Task to carry out ▸
Repeat the lines below word for word, from the line with "of the white" up to and including the line with "Query: white water spray".

Data provided ▸
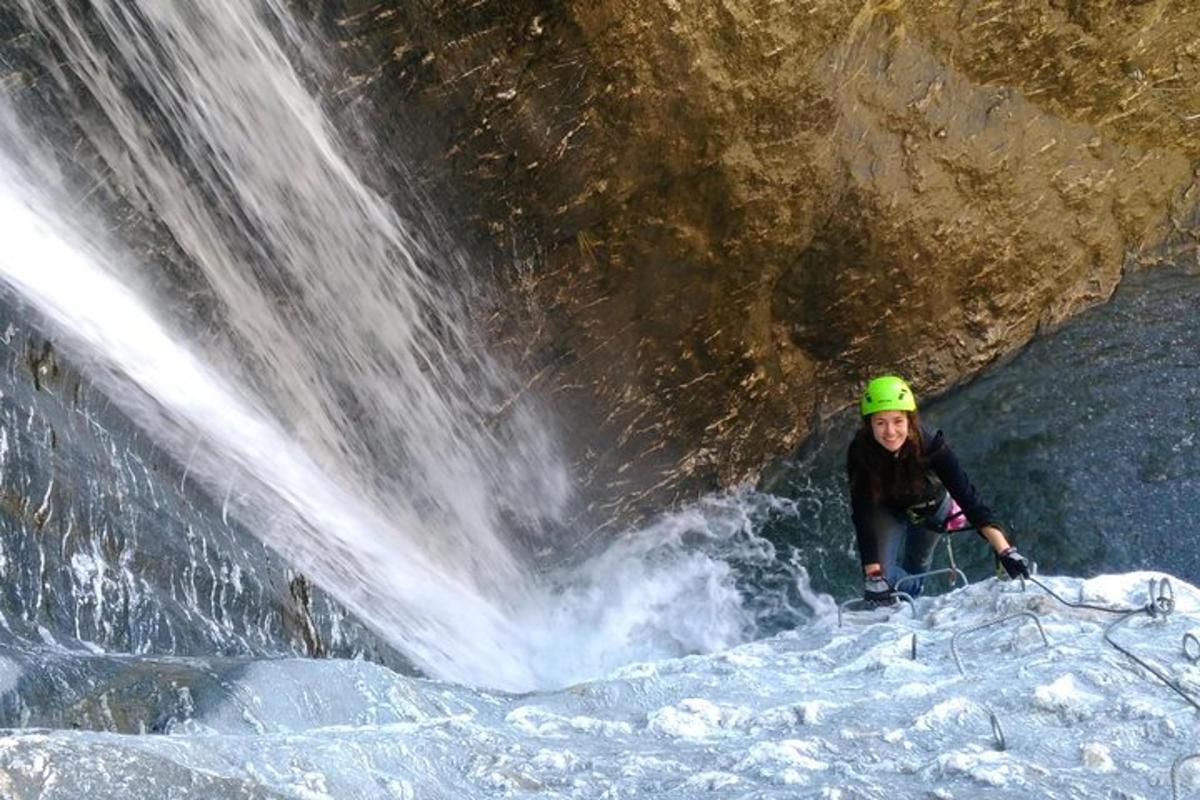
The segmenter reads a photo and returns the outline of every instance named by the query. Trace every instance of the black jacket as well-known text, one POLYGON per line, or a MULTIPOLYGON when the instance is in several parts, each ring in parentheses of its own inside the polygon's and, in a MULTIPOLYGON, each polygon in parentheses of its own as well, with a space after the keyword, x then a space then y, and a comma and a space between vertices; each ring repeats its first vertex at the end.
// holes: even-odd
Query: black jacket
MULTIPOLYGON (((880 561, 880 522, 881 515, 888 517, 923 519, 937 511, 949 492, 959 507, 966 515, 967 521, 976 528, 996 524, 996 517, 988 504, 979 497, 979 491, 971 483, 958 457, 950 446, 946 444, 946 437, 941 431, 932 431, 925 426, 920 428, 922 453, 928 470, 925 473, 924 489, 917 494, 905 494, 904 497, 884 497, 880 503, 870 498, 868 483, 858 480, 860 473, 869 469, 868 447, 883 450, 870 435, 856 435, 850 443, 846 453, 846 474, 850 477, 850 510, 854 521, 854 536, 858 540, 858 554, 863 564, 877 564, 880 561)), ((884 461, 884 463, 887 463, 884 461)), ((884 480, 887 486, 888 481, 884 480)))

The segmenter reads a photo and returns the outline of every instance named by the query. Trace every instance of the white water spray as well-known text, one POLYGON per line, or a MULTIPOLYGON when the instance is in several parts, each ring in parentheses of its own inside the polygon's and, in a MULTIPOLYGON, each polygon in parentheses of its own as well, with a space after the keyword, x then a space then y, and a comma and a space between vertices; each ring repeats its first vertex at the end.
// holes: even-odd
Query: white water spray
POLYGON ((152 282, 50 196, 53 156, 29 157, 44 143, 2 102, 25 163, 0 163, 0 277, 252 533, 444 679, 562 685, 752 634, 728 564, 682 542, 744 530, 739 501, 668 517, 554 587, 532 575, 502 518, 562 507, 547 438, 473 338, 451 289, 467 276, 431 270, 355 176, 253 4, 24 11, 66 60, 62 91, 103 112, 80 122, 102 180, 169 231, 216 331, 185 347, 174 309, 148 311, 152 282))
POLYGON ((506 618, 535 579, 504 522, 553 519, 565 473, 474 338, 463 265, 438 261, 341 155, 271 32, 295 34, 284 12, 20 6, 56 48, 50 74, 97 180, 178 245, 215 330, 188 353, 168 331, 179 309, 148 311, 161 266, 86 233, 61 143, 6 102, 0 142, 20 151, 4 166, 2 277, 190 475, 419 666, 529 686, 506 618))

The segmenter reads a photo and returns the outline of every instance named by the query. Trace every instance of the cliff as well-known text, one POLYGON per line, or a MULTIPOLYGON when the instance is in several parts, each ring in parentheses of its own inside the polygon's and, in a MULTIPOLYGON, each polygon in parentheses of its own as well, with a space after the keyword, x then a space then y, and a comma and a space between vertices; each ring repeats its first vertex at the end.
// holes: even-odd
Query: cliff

Result for this exercise ▸
The segmenter reads a photo and returns the outline of every instance named by the query. Trace every instance of the white water spray as well-known text, one POLYGON per line, or a MULTIPOLYGON when the instance is in several parts, each ring in parentheses of its own inside the polygon's and, in a MULTIPOLYGON, each polygon in parentheses of its own as well, with a space after the keyword, x then a space then y, and a comma and a space between vertices; each ring repeats its first vertex at the end.
// holes: even-odd
Query: white water spray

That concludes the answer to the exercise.